> **GIVEN TASK**
Copy out exactly the lines from the line containing "stainless steel microwave" to the end of the listing.

> **DATA SUPPLIED**
________________________

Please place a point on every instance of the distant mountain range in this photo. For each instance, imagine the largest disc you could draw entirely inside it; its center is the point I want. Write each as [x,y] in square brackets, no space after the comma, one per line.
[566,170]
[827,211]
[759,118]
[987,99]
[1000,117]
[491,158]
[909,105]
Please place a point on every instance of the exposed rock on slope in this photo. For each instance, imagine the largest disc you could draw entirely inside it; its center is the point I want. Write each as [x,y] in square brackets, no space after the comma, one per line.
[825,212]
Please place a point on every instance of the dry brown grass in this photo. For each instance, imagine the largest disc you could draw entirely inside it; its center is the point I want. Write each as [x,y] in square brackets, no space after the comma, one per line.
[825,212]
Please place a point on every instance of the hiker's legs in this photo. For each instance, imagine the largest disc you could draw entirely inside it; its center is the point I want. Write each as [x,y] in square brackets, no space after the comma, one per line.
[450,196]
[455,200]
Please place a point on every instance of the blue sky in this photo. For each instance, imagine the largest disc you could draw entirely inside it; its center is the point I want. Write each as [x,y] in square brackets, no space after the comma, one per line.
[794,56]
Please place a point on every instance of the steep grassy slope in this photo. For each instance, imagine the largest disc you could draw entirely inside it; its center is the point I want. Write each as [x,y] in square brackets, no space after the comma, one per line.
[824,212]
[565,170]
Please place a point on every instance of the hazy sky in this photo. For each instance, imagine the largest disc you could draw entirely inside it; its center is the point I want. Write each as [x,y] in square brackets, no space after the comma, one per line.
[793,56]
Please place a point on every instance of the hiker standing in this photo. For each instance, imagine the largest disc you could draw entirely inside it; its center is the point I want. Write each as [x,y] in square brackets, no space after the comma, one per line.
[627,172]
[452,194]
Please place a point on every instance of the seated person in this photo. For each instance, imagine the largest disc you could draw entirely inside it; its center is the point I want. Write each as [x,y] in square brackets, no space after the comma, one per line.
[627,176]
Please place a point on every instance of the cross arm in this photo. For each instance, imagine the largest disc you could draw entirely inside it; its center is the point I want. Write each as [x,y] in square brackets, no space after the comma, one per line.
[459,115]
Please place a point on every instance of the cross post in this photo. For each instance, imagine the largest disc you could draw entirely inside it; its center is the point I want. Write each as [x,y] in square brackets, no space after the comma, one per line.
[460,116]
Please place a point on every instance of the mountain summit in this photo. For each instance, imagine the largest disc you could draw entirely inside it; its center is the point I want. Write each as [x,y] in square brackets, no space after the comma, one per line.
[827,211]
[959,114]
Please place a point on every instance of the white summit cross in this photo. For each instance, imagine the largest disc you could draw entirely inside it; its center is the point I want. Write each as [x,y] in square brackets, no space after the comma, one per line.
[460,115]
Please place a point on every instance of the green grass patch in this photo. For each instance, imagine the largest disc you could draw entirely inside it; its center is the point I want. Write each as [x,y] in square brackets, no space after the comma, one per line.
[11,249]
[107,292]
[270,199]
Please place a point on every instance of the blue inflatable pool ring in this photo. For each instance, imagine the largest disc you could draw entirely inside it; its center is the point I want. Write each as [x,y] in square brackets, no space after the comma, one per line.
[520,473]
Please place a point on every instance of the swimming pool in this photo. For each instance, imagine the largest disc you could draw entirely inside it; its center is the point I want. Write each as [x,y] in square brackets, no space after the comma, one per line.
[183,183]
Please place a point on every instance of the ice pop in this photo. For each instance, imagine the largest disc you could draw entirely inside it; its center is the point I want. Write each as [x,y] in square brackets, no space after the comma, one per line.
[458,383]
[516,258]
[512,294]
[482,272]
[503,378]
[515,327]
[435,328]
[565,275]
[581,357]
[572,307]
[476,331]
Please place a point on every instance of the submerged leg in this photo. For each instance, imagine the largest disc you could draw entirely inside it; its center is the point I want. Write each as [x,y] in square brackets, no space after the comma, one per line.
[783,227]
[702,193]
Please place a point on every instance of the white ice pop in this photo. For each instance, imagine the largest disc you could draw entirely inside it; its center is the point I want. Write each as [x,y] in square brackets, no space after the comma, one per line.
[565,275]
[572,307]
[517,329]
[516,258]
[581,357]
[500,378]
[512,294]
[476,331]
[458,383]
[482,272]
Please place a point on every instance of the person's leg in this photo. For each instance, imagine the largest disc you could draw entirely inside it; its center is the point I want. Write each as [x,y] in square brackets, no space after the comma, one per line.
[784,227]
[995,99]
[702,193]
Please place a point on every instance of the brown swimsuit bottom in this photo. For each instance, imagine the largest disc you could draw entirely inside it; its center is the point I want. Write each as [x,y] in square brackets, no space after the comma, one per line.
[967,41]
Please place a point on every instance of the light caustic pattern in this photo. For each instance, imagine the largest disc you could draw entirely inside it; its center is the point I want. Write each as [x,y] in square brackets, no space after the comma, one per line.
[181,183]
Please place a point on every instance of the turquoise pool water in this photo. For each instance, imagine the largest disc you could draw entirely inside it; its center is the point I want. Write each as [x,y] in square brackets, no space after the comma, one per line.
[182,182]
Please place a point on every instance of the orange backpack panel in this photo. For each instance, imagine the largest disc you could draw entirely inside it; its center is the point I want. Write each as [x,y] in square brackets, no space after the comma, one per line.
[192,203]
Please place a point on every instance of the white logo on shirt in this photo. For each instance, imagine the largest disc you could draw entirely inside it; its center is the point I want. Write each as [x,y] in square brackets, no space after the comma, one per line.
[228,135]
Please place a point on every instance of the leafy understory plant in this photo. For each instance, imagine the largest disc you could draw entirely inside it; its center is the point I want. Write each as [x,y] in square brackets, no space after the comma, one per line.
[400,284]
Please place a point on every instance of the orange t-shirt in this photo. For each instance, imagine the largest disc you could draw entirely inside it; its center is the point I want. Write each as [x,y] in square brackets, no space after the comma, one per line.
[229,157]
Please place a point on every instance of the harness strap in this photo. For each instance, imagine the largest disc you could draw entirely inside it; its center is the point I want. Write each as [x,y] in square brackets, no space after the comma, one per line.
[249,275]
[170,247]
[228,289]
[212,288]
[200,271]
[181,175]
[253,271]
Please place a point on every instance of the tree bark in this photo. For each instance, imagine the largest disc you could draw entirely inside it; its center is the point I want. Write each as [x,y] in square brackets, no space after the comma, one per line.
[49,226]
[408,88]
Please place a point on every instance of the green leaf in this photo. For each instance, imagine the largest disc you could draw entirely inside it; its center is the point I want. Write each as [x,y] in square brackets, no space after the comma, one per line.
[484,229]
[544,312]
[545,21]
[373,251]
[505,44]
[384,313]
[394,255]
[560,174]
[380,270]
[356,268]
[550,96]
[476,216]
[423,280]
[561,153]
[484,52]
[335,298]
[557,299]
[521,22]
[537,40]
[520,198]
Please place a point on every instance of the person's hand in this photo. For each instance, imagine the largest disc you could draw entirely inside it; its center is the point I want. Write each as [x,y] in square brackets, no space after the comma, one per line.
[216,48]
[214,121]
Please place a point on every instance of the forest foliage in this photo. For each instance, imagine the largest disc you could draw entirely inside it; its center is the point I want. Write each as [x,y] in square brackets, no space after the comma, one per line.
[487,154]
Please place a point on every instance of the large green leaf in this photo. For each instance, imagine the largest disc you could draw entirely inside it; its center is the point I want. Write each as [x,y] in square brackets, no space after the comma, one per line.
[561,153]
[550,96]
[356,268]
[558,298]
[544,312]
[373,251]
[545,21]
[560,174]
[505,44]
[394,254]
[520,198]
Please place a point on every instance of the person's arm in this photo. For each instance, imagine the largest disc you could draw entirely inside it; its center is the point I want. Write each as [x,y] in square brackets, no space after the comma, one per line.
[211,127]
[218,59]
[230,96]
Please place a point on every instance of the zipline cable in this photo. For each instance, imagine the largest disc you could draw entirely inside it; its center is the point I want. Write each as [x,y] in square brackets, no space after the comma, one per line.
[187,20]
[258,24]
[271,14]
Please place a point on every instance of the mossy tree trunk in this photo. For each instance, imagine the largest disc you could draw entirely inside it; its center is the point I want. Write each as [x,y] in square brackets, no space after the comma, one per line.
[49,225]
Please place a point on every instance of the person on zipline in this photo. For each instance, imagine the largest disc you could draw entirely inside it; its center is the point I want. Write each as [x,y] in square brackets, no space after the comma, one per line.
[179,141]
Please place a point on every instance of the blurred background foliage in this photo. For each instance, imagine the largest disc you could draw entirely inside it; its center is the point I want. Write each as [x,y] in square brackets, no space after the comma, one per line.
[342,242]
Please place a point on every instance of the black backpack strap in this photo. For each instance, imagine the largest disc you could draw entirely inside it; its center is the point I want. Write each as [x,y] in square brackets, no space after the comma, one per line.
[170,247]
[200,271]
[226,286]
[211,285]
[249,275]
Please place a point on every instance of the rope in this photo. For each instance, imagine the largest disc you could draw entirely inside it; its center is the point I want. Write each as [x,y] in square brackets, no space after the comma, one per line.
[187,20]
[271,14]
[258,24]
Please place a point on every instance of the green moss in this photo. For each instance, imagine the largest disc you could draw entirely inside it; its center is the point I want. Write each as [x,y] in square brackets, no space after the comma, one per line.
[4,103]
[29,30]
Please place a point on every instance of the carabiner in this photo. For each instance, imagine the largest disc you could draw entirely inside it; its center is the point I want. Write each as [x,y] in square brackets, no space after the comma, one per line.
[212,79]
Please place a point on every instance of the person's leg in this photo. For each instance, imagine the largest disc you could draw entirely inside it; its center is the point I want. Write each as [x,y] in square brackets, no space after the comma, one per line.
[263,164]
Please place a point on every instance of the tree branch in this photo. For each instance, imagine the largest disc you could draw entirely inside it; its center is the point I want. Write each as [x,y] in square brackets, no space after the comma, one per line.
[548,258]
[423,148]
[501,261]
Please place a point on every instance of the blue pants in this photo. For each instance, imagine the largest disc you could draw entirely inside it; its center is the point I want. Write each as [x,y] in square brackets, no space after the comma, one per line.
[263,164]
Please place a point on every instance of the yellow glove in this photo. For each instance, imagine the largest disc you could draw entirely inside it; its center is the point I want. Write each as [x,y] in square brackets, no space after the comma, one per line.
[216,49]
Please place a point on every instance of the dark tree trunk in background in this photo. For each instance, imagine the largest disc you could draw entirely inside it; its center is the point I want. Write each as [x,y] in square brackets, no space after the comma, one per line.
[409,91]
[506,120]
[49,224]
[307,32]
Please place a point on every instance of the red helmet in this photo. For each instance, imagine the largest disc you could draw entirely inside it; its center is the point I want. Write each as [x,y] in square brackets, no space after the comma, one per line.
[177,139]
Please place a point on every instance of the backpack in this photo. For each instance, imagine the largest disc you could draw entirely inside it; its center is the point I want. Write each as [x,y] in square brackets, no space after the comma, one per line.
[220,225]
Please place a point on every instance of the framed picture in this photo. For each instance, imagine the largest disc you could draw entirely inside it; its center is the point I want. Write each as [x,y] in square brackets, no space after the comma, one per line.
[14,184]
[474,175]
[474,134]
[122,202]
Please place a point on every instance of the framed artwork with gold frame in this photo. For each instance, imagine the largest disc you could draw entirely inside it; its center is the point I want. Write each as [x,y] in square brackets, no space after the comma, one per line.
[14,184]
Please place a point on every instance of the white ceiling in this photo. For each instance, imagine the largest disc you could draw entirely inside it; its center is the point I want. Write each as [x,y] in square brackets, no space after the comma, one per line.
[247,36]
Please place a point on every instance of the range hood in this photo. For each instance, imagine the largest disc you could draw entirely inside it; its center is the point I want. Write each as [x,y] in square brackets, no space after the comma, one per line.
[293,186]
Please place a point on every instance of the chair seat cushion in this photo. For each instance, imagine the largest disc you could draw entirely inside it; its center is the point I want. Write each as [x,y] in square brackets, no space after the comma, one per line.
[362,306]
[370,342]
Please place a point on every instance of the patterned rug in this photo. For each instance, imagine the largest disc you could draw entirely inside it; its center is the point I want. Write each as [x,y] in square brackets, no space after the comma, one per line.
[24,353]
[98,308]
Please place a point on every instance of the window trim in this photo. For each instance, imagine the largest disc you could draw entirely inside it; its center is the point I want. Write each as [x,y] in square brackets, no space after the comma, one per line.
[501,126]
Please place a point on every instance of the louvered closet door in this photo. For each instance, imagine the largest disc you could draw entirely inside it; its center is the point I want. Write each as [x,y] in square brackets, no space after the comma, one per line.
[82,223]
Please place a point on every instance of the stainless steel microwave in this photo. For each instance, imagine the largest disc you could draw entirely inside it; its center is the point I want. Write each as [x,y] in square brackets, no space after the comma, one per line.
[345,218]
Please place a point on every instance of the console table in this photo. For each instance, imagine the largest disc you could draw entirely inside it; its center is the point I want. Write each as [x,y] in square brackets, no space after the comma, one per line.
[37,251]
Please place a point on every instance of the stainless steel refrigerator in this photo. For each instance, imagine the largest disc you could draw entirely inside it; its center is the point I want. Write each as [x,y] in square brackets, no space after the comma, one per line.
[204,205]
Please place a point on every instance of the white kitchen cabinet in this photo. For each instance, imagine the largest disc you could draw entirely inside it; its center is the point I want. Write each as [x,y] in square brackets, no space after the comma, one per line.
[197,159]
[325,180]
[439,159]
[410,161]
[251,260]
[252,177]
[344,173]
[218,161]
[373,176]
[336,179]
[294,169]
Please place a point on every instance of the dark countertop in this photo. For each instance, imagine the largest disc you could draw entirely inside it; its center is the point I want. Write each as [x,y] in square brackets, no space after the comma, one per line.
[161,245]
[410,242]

________________________

> **RESPONSE TO THE TASK**
Please place a point on every instance of the stainless steel microwave in this photo. For each instance, imagine the largest disc you could draw entirely inside it; its center is the point I want. Write each as [x,y] in square brackets, no space after the comma, one per line.
[345,218]
Please place a point on every instance of the console table in this photo. For each instance, imagine the largest disc you could draw entirely inside it; its center is the point I want. Write each as [x,y] in square brackets, no space after the comma, one per line.
[37,251]
Please place a point on every instance of the stainless steel refrigerator in this photo. For each instance, imagine the largest disc you could draw entirely inside it; its center is the point I want. Write each as [x,y] in square brackets, no space after the comma, one per line.
[204,205]
Please place a point on every instance of the white kitchen cabinet in this photo. For each instance, imagine the largest disc you could draw entirely inside it; its center is the point I want. Write each as [x,y] in square brackets, no space after the comma, one per line.
[197,159]
[325,180]
[439,159]
[410,161]
[251,260]
[252,177]
[344,173]
[218,161]
[373,176]
[336,179]
[294,169]
Please place a point on every instance of the dark countertop in this photo. For each instance, imagine the largest disc you could draw entirely inside it; its center is the point I want. Write each as [x,y] in square brackets, no space after the comma, one per line.
[161,245]
[410,242]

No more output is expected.